*Task a*:
Extract every row below that contains the string "covered", matching case exactly.

*Page extract*:
----

Dear Stata-users,
Using Stata18 on Windows 10, I would like to create a descriptive stripplot display of clustered data both over and by (two layers of) categories. I want to represent each datapoint as a dot, overlayed by a box plot.
There are 21 units of observation ("id"), numerically encoded 1 to 21. A second variable "idstr" is the same but encoded as string type data. There are 4 observations of the Y variable for each id. The variable "type" is the exposure of interest over which to compare. There are three categories of "type", numerically encoded as 0/1/2.
The data is in long form. Dataex, code and noted problems to solve below.
Graph 2 and combined Graphs 7-9 are the closest to what I need.
I would be grateful for any insights/ suggestions. Thankyou!
Janine
// compare type groups for Y (not taking into account clustering): Graph 1
stripplot Y, over(type) vertical box(bfcolor(gs11) blcolor(gs1)) pct(0.1) ytitle("mock outcome") title("") ylab(,angle(horizontal) nogrid) xlab( , nogrid) jitter(3) mcolor(blue) name(g1, replace)
// single compact graph of Y data over "id" by "type": Graph 2
stripplot Y, over(id) by(type, xrescale compact row(1) ) vertical box(bfcolor(gs11) blcolor(gs1)) pct(0.1) ytitle("mock outcome") title("") ylab(,angle(horizontal) nogrid) xlab( , nogrid) jitter(3) mcolor(blue) name(g2, replace)
/* Problem:
1. the x-axis is the same for all graphs (1-21) doesn't rescale to display the unequal number of id categories
*/
// single compact graph of Y data over "idstr" by "type": Graph 3
stripplot Y, over(idstr) by(type, xrescale compact row(1) ) vertical box(bfcolor(gs11) blcolor(gs1)) pct(0.1) ytitle("mock outcome") title("") ylab(,angle(horizontal) nogrid) xlab( , nogrid) jitter(3) mcolor(blue) name(g3, replace)

----

*Task b*:
In the Stata stripplot post above, how many observations of the Y variable does each id have?

----

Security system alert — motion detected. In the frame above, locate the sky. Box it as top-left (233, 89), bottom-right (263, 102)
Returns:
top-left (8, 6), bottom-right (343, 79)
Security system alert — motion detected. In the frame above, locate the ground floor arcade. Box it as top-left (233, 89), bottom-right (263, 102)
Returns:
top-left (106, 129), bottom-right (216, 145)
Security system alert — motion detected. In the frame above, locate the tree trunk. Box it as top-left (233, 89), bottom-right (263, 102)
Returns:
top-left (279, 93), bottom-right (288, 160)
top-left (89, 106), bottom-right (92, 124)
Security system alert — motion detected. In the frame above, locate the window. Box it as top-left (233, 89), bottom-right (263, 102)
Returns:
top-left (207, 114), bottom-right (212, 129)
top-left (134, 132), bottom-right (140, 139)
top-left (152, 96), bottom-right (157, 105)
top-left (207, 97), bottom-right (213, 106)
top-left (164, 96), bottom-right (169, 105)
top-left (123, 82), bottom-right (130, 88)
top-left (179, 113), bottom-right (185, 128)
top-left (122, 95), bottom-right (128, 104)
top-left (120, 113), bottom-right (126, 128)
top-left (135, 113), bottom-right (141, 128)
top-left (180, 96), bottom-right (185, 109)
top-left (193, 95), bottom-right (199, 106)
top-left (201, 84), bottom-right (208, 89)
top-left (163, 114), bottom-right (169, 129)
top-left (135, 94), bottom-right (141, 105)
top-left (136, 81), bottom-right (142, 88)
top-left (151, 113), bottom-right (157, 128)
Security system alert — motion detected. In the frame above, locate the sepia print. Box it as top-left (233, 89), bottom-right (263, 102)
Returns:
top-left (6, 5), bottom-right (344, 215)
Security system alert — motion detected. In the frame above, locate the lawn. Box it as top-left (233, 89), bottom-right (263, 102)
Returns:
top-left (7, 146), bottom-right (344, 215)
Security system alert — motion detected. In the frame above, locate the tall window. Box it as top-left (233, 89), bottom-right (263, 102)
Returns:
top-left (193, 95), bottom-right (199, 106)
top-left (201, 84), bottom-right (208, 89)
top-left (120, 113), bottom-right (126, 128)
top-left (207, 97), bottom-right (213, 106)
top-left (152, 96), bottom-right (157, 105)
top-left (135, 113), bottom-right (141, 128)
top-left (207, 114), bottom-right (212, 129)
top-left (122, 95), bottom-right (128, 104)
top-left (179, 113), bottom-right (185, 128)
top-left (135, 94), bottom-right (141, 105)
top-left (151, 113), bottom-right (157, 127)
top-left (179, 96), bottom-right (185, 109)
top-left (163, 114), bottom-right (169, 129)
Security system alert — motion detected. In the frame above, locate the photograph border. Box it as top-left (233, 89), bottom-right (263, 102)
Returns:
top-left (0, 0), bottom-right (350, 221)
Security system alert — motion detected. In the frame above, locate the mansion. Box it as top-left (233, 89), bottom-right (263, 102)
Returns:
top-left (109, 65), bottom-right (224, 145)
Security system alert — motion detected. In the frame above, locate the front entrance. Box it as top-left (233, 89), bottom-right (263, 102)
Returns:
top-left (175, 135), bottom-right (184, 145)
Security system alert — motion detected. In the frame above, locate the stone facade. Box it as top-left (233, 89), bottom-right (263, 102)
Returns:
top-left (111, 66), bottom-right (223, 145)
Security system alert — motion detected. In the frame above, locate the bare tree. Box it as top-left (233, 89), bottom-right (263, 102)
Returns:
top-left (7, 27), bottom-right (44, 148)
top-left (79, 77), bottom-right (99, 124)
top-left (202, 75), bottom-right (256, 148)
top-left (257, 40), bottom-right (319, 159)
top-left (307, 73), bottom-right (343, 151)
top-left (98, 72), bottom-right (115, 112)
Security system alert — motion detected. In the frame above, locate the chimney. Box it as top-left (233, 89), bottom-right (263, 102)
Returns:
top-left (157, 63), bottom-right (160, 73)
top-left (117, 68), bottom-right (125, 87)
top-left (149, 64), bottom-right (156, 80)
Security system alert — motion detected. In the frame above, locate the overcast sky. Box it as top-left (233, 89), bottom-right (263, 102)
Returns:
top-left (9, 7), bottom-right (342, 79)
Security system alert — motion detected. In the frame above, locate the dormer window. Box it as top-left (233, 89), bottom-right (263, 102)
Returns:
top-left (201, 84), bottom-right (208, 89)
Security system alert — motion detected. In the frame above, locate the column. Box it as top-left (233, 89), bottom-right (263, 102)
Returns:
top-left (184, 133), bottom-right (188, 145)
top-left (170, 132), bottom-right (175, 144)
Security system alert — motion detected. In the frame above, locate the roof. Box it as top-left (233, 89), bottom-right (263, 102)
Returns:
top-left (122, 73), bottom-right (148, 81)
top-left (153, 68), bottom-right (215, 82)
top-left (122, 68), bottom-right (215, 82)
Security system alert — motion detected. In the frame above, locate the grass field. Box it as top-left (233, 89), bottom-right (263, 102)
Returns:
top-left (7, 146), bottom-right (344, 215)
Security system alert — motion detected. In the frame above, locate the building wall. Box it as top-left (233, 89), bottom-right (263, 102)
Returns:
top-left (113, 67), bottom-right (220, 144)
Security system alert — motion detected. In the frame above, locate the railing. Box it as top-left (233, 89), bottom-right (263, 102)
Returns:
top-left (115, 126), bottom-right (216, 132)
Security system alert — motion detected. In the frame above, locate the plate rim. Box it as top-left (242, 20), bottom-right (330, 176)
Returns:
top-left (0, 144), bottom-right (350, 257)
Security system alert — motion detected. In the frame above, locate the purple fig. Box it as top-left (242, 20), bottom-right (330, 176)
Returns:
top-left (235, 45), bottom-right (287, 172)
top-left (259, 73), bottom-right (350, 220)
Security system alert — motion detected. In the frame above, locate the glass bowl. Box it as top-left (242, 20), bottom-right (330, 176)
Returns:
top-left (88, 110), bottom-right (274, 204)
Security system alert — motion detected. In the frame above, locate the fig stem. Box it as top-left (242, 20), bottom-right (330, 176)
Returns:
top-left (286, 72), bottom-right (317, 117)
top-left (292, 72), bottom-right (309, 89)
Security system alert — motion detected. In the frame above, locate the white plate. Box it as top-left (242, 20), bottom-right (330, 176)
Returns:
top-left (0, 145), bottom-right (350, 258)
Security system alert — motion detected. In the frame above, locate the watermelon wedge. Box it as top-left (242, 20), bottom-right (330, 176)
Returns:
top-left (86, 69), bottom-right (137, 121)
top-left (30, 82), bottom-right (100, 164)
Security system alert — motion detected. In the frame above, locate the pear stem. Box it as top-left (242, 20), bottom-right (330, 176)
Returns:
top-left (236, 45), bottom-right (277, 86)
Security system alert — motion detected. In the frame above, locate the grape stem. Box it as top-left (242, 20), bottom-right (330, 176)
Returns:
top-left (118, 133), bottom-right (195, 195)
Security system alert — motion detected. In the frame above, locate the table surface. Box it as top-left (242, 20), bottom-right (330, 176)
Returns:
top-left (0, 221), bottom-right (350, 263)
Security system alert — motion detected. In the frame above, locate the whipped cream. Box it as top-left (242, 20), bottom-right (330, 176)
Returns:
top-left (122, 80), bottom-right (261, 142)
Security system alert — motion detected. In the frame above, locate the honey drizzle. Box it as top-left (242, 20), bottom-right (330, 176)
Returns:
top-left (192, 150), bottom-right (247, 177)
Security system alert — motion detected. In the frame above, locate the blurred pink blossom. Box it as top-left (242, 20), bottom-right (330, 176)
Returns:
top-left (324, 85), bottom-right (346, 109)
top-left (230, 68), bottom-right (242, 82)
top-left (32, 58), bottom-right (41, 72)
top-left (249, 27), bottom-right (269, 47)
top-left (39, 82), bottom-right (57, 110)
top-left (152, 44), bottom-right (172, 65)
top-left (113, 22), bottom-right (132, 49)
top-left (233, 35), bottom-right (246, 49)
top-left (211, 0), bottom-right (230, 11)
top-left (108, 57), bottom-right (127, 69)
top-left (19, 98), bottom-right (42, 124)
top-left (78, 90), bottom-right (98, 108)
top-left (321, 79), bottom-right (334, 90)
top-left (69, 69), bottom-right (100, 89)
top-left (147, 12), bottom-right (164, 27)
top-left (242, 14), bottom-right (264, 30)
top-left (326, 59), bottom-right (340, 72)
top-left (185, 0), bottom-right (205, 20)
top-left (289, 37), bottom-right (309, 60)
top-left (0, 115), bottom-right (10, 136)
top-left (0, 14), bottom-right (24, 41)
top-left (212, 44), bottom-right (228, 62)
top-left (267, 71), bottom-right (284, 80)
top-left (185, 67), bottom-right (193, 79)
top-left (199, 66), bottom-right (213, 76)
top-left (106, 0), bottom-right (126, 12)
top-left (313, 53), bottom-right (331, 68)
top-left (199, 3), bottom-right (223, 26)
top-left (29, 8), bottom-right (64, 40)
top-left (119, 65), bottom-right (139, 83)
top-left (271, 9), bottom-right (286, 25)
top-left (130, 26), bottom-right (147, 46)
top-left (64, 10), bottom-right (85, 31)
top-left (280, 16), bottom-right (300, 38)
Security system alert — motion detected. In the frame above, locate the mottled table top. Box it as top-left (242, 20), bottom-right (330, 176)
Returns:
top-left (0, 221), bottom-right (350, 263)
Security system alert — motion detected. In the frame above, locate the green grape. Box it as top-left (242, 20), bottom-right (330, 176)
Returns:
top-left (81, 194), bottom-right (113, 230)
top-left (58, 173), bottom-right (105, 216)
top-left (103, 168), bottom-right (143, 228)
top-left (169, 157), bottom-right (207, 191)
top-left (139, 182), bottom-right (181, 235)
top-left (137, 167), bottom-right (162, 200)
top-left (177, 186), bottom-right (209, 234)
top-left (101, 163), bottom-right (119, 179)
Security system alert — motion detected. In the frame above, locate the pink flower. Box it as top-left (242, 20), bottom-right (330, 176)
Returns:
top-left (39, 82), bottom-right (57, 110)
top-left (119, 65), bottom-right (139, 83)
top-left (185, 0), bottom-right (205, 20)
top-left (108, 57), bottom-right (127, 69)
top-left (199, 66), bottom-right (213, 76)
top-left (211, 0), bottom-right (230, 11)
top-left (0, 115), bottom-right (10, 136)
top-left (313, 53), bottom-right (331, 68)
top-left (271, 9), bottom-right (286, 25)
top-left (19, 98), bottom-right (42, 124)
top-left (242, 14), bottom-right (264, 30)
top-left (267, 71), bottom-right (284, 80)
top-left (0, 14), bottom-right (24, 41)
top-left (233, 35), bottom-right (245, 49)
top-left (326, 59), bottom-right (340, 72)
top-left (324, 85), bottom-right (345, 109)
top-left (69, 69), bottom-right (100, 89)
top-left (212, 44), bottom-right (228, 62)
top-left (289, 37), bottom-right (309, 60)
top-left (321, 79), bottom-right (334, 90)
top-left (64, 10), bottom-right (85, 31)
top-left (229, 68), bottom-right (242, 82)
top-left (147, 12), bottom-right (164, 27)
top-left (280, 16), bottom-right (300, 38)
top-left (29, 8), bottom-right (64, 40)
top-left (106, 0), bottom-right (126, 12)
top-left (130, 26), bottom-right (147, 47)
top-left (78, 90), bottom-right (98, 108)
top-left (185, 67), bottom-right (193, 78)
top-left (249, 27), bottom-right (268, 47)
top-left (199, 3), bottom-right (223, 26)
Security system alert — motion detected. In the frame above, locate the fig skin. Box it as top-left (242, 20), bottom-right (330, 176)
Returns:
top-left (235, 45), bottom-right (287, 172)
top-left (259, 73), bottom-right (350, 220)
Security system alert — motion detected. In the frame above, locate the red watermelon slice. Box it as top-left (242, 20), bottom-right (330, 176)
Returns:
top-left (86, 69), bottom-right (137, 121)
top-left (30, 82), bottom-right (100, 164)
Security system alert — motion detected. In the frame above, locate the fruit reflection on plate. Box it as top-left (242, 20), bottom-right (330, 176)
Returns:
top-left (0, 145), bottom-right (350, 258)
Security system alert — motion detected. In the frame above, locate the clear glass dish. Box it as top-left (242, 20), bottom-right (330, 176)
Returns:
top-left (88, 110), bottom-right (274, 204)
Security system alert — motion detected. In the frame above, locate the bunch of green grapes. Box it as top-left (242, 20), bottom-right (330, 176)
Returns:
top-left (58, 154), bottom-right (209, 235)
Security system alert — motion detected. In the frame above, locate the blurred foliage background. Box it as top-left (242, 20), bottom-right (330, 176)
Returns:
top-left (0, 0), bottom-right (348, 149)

----

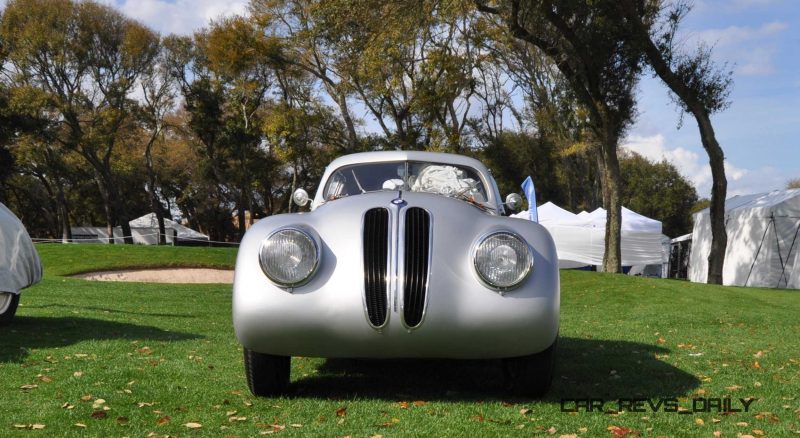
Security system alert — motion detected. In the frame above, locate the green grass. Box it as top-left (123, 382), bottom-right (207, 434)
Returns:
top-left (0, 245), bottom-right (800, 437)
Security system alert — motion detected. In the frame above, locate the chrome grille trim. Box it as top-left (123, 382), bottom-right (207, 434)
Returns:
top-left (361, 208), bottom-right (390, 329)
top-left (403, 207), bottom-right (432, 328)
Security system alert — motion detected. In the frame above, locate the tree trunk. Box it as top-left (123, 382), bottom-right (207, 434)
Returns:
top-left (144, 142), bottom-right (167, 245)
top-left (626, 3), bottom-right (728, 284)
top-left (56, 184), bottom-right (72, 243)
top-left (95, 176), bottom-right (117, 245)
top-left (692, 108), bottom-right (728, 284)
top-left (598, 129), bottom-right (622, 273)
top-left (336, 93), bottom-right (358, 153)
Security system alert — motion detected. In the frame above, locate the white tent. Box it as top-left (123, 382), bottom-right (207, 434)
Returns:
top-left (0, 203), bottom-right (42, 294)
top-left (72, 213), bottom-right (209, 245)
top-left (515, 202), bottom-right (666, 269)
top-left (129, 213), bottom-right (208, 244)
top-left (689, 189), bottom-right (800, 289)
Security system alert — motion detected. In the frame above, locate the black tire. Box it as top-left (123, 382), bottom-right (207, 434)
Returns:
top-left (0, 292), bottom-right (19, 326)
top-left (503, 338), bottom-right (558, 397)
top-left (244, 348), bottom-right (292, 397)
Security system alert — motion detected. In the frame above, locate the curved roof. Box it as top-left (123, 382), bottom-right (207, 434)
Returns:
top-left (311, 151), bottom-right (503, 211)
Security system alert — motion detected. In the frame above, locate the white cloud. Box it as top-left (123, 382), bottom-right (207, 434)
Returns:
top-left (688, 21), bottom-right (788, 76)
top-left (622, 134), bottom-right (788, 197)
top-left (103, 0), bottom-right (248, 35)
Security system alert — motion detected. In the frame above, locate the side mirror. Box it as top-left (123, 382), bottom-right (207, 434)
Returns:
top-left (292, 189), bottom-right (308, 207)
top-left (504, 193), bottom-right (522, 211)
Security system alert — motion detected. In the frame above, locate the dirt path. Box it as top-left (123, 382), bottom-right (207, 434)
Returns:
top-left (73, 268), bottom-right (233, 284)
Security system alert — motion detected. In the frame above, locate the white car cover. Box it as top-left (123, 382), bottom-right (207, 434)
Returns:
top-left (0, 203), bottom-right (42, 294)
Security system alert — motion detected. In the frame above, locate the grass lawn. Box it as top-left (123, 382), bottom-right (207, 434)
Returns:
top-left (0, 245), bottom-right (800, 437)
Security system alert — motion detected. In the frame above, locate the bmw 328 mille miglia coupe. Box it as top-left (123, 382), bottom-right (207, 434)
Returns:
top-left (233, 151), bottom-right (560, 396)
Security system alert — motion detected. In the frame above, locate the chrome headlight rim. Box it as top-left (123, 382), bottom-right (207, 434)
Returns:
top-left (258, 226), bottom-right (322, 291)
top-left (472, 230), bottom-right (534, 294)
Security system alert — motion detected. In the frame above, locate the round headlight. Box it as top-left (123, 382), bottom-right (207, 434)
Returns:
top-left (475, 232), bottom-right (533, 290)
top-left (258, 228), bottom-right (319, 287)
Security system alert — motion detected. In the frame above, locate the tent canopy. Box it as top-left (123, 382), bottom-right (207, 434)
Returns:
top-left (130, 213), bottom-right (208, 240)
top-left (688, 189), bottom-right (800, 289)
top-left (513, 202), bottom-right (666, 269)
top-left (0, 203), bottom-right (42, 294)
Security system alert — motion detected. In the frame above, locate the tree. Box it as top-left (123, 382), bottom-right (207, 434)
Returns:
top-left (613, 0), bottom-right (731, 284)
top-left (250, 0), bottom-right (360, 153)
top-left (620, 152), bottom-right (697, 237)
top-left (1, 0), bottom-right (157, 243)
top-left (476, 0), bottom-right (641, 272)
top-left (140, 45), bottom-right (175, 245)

----

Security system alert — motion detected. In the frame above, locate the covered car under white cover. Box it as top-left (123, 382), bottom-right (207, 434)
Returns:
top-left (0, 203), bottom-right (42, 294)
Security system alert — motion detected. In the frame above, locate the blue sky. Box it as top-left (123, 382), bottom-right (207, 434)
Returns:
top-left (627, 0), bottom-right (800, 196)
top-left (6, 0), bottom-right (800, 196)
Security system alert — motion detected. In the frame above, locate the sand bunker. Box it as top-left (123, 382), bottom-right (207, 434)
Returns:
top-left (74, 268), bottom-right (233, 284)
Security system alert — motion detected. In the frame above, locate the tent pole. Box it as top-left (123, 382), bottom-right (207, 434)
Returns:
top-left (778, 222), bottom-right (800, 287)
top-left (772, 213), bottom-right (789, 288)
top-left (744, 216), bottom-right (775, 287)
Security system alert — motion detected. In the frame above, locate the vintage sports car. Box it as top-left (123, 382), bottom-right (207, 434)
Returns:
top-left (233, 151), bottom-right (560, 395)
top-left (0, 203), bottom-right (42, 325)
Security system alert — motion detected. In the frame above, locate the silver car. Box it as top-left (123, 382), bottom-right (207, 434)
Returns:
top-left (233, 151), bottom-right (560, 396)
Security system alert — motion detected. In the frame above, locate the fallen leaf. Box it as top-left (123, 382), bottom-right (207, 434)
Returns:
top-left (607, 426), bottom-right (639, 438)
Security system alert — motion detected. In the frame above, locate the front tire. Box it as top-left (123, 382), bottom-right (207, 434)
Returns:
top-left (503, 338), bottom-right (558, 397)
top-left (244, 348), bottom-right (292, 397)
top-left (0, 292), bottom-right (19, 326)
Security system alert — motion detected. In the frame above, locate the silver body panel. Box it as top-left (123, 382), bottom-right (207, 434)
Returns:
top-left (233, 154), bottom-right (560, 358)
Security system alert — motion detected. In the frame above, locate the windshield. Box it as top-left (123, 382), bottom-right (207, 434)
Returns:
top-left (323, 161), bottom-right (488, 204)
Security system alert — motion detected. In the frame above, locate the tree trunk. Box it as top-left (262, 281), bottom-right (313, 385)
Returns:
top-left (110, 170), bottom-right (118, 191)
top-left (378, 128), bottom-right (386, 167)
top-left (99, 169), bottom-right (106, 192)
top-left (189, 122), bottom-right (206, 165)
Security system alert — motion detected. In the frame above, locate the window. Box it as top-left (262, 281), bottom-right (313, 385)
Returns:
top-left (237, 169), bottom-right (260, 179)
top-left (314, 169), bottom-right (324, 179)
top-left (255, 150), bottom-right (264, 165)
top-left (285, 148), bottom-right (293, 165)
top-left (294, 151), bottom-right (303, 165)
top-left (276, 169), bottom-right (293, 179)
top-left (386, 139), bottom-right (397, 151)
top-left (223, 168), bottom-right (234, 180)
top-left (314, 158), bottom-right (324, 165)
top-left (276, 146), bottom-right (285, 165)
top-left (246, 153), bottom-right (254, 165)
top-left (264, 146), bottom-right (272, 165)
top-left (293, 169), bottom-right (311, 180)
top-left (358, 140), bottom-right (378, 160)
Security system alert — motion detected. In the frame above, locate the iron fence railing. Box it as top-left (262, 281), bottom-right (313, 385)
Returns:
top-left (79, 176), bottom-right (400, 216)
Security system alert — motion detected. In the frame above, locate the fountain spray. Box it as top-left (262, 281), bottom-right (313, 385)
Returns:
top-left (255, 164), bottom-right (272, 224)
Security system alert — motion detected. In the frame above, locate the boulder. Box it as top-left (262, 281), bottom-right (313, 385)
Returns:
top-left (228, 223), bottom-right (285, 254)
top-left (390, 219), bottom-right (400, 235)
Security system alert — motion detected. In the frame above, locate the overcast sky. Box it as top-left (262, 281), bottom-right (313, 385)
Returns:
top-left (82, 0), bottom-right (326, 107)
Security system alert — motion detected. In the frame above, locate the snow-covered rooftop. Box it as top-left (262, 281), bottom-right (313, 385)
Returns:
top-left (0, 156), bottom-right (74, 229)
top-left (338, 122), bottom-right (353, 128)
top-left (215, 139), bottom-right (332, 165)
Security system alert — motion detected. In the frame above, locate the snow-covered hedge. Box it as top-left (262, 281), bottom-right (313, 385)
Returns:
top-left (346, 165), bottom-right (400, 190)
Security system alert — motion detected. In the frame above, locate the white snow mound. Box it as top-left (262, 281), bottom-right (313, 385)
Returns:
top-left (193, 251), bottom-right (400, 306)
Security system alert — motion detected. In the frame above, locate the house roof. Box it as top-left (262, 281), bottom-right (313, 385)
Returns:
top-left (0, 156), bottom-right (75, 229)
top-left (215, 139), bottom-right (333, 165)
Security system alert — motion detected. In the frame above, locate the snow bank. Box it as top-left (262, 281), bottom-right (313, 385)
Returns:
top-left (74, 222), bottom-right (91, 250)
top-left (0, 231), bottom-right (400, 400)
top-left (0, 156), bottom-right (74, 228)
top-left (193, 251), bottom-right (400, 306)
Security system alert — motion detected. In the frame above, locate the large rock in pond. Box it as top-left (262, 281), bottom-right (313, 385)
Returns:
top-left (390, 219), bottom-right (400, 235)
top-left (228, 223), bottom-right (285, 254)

----

*Problem solution a*:
Security system alert — motion detected. In the frame above, locate the covered car under white cover. Box it as top-left (123, 382), bottom-right (207, 434)
Security system alert — motion detected. In the frame above, locate the snow-covered rooftop. Box it as top-left (262, 281), bottom-right (313, 385)
Security system alert — motion detected. In the frame above, locate the snow-covered hedge. Box it as top-left (262, 281), bottom-right (313, 385)

*Problem solution b*:
Four.